Request:
Lay out the items below as a numbered list, from the line containing "like [[260, 530]]." through the line containing "[[208, 392]]", with both lines included and blank lines omitted.

[Entries from a pointing dataset]
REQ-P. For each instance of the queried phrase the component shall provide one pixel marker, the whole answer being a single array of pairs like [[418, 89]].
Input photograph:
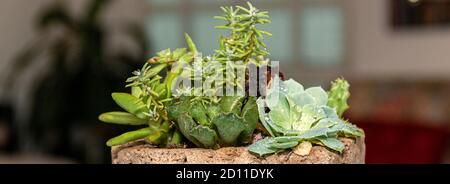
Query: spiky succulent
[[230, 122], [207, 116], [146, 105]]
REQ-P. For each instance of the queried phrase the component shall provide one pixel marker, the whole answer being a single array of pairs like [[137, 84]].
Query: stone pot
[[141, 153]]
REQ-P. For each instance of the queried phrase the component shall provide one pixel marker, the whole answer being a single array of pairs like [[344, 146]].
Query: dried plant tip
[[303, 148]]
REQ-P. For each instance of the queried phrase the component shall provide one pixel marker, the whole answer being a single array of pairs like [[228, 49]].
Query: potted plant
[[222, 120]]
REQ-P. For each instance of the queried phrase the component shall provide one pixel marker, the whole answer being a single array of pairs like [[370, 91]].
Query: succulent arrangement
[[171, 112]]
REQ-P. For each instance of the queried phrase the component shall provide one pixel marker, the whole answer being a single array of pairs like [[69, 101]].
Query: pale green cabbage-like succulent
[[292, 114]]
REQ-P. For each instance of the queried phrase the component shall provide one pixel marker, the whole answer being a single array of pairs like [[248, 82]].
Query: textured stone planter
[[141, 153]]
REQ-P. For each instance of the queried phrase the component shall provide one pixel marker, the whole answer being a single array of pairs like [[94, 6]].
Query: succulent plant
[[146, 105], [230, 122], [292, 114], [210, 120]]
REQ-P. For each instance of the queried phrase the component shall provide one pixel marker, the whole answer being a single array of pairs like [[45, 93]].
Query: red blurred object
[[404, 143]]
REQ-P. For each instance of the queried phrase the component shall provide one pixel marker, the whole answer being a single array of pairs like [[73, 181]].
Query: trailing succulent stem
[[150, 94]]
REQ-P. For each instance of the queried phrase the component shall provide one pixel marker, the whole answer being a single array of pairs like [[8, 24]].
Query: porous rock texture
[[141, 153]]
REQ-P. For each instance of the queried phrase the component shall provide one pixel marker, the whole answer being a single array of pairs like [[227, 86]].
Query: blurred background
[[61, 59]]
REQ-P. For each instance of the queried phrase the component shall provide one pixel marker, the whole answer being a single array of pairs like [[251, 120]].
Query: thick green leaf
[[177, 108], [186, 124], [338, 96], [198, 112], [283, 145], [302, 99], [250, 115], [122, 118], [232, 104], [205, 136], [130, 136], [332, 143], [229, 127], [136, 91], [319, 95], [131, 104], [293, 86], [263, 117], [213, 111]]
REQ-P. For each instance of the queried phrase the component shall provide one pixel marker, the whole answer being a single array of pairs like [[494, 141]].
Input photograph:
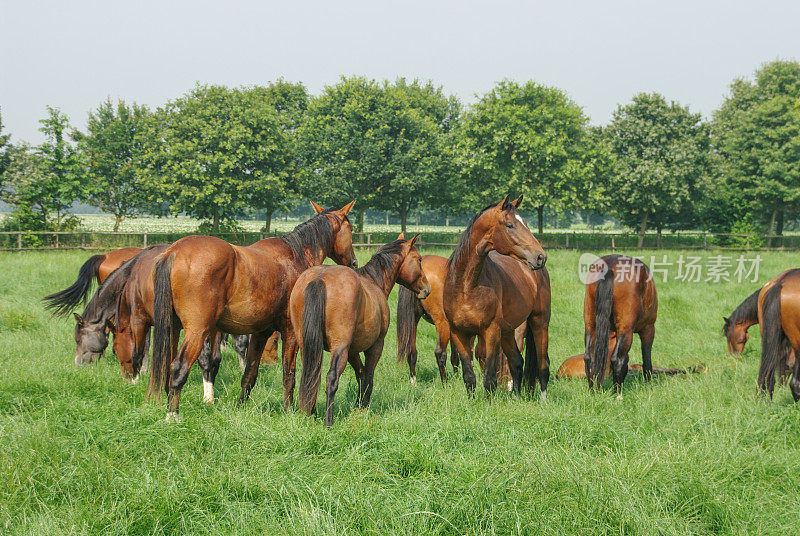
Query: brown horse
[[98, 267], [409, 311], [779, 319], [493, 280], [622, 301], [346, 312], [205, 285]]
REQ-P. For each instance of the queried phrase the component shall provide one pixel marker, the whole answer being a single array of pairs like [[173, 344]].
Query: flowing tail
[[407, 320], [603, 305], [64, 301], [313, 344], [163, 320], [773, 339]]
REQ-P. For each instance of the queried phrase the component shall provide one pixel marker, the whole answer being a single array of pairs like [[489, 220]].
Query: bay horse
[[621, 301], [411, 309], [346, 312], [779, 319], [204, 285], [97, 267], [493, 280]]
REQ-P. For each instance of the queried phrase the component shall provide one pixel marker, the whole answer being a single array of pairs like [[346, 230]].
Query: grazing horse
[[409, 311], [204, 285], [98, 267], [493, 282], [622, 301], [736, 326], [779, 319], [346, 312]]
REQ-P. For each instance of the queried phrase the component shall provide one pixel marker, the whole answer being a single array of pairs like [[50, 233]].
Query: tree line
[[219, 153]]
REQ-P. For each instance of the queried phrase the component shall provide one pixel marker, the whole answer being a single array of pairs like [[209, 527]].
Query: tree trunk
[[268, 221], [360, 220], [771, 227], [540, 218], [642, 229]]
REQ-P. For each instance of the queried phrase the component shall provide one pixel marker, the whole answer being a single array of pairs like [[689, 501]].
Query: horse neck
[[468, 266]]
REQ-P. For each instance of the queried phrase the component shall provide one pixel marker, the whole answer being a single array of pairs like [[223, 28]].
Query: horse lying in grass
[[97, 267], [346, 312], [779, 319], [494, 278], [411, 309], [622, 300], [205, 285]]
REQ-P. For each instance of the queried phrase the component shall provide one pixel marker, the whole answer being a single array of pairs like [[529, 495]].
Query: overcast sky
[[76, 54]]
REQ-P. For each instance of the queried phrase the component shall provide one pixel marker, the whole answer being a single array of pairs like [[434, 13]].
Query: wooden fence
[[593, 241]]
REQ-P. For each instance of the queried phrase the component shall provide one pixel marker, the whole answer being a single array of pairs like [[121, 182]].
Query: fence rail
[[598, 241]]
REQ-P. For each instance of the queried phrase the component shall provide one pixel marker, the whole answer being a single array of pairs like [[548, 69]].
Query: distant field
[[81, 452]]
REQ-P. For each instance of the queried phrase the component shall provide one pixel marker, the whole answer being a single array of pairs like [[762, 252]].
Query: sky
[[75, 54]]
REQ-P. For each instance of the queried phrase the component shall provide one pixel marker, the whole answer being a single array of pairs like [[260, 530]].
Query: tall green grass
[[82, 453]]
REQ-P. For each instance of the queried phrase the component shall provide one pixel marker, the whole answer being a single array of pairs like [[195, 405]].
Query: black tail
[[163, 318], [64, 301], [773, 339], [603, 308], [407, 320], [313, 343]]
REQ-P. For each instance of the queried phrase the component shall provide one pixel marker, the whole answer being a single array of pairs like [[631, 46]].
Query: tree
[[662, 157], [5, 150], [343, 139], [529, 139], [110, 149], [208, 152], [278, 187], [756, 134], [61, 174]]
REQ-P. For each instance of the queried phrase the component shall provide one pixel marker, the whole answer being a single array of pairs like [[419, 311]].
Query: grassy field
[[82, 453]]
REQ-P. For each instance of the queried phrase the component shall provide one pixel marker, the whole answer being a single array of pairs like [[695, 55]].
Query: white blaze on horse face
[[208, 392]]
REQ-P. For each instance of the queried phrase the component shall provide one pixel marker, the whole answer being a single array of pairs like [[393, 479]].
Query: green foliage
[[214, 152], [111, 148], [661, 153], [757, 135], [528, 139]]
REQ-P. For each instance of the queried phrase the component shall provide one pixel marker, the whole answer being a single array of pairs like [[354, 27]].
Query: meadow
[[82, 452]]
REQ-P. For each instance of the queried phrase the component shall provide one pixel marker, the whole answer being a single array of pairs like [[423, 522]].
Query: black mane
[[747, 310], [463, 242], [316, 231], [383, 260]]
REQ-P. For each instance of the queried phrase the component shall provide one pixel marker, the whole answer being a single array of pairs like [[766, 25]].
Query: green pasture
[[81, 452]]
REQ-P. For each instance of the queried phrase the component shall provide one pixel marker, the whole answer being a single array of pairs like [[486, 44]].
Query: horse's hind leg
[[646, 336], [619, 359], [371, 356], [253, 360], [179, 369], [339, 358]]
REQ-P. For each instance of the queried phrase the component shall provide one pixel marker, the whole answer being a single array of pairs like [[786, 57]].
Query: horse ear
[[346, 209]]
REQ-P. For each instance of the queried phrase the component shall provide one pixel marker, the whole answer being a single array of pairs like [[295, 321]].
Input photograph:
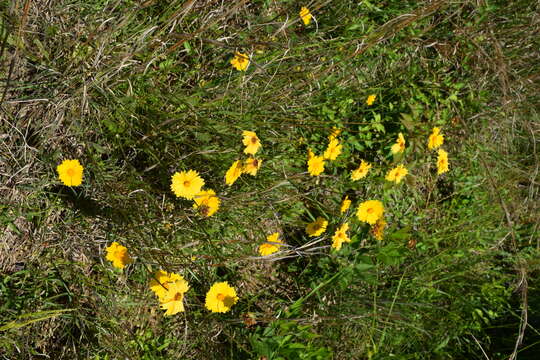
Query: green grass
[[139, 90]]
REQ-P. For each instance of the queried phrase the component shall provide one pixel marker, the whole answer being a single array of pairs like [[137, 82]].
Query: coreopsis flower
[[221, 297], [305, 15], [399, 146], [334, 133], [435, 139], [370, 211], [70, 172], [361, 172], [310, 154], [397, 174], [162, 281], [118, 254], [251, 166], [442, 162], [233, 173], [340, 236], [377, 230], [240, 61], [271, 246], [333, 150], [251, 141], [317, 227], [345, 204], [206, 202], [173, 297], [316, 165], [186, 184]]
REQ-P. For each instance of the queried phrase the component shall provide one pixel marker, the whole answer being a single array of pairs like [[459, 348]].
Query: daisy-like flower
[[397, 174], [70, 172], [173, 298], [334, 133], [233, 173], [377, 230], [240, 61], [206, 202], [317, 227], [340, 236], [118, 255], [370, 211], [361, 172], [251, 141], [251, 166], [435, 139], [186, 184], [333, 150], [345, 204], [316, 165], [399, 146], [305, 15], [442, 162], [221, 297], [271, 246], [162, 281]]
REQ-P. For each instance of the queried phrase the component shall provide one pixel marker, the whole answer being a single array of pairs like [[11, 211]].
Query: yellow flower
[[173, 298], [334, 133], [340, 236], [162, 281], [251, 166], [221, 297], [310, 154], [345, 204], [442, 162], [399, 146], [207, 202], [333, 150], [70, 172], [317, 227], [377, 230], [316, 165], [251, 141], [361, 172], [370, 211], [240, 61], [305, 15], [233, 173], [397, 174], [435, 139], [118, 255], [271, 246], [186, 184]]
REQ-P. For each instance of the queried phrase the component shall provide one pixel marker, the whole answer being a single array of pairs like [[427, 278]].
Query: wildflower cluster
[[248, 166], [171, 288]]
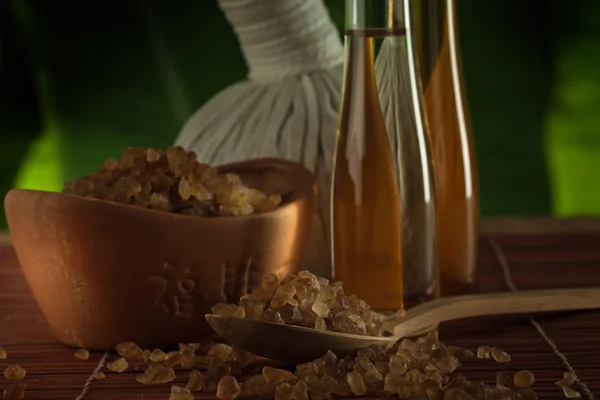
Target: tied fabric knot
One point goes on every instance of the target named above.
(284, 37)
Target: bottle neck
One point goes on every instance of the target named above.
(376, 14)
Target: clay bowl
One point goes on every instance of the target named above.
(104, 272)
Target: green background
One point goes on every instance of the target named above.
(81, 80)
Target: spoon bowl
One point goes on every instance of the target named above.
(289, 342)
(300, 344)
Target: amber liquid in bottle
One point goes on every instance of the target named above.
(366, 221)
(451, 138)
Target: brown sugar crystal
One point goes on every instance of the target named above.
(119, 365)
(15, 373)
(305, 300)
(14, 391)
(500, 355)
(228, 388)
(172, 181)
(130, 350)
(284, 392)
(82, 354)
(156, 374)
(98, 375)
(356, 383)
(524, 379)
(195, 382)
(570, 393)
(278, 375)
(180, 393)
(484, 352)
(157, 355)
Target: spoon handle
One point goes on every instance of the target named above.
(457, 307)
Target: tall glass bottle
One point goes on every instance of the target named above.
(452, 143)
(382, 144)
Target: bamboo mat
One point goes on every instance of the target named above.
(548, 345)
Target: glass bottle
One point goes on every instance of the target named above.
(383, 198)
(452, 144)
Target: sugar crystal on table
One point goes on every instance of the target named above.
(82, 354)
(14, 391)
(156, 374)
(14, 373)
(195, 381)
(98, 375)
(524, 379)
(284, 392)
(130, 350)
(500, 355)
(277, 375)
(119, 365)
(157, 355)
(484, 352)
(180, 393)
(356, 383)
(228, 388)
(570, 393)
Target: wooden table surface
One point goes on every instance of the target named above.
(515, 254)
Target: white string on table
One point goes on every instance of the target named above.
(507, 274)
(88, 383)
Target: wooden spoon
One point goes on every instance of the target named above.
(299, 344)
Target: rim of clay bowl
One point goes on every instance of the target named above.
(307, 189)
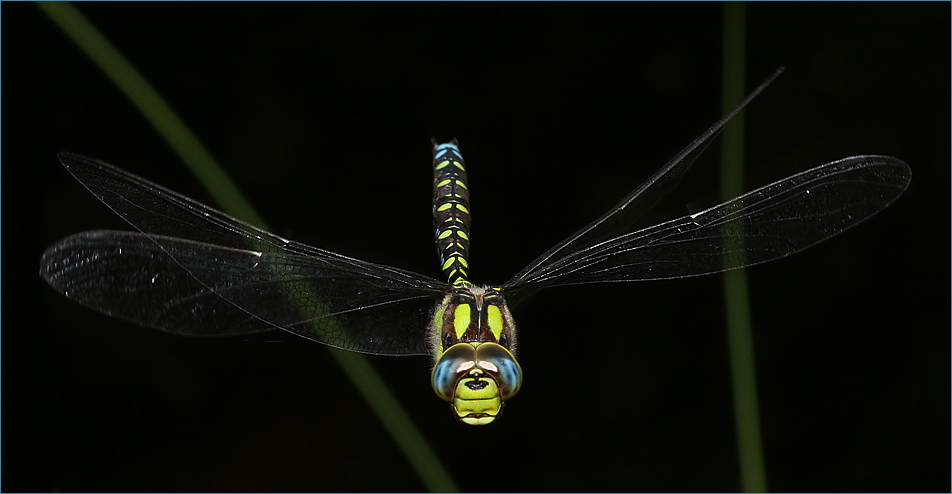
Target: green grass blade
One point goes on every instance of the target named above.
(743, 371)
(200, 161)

Solution to this task:
1. REQ-P. For each instance of the queried phrase the component shall provide one pixel marker, the whole answer being a single array of pairs like [[260, 530]].
2. Query: tall green grass
3. [[82, 453]]
4. REQ-P. For each instance of the queried phrase the component shall provide one pixel marker, the whole answer being a single array of pairs like [[195, 405]].
5. Query: black tail
6. [[163, 318], [64, 301], [773, 339], [603, 308], [407, 320], [313, 343]]
7. REQ-P. For each instance of the queried phrase the component shall provide one pixel marker, the whole answer being a single array of pairs like [[631, 46]].
8. Query: tree
9. [[662, 157], [5, 150], [343, 139], [529, 139], [110, 149], [208, 152], [278, 187], [756, 134], [61, 174]]
10. REQ-P. For each instance of the queried phrase the component shall provide one pixel marker, the whole answer being a single array of pairs like [[419, 311]].
11. Query: grassy field
12. [[82, 453]]
13. REQ-P. For each instance of the queried phrase the component shall provide one pixel marker, the whole answer being a single array of pairs like [[695, 55]].
14. Query: white blaze on horse face
15. [[208, 392]]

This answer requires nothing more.